-- Problem --
Turn the stretch from the start of the records through the line containing "top-left (358, 132), bottom-right (462, 190)" into a numbered list, skipping blank lines.

-- Recorded data --
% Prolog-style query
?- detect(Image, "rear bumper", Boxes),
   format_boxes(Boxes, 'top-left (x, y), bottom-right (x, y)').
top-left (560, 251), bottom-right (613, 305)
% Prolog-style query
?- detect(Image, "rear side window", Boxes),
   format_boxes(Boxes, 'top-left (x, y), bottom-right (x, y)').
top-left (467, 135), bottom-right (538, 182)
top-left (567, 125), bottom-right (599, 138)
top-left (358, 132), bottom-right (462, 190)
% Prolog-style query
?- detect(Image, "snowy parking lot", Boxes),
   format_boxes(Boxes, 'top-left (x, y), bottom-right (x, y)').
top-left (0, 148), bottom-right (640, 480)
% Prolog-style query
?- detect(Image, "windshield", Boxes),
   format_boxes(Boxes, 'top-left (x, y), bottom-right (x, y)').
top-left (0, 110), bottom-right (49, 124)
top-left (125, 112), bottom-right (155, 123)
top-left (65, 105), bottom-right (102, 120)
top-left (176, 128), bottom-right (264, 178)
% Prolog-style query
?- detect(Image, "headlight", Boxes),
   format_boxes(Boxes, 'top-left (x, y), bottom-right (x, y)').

-- Response for this exercise --
1. % Prolog-style query
2. ?- detect(Image, "rear bumper", Boxes),
3.    format_boxes(Boxes, 'top-left (x, y), bottom-right (x, y)').
4. top-left (560, 251), bottom-right (613, 305)
5. % Prolog-style query
6. ?- detect(Image, "rear side window", Boxes),
7.    format_boxes(Boxes, 'top-left (x, y), bottom-right (x, y)').
8. top-left (467, 135), bottom-right (538, 182)
9. top-left (567, 125), bottom-right (599, 138)
10. top-left (358, 132), bottom-right (462, 190)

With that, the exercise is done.